== Instruction A ==
Answer these questions using the passage on Mottley's climate summit proposals:
(i) At which event did Mottley speak over the weekend?
(ii) How many times a year does she want heads of state and government to convene climate summits?
(iii) How many states does she say will always find it difficult to sit at one table?
== Instruction B ==
Write the next few paragraphs of the passage on Mottley's climate summit proposals, picking up after its final sentence.

======== Source excerpt

The practice, she added, “really is the injustice of the post-independence world.”

It’s not just global financial practices Mottley wants to change — it’s also how often officials get together to talk about these issues.

Over the weekend at the Munich Security Conference, Mottley told the audience that she wants heads of state and government to convene climate summits not once a year, but two to three times. Not necessarily more COPs — the annual U.N. climate summit — but certainly more high-level gatherings.

“I think 12 months is too long a period for us to wait now to determine whether we’ve failed or succeeded in decision making and in execution,” she said, “because the window for effective action is narrowing.”

She added: “You don’t need the theatrics of the COP. You do need countries coming to the table.”

One idea is to delegate decision-making authority to regional bodies, Mottley suggested, “because 193 states sitting at a table will always be difficult.”

================
======== Information supplied

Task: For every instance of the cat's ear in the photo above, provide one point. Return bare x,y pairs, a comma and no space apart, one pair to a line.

================

== Written response A ==
(i) The Munich Security Conference.
(ii) Two to three times a year.
(iii) 193 states.

== Written response B ==
Dutch Climate Minister Rob Jetten, who met Mottley at the airport to discuss water management and finance issues, concurred: “If you want to make sure that we have new forms of insurance, financing, debt relief programs, etc., then you will have to meet each other a lot in the upcoming years because otherwise, we will be too late.”

Mottley also warned that preparing countries to handle climate shocks should get more attention than “sexy” issues like climate disaster funding, which is the focus of an ongoing global effort to erect a fund for communities to rebuild after extreme weather events.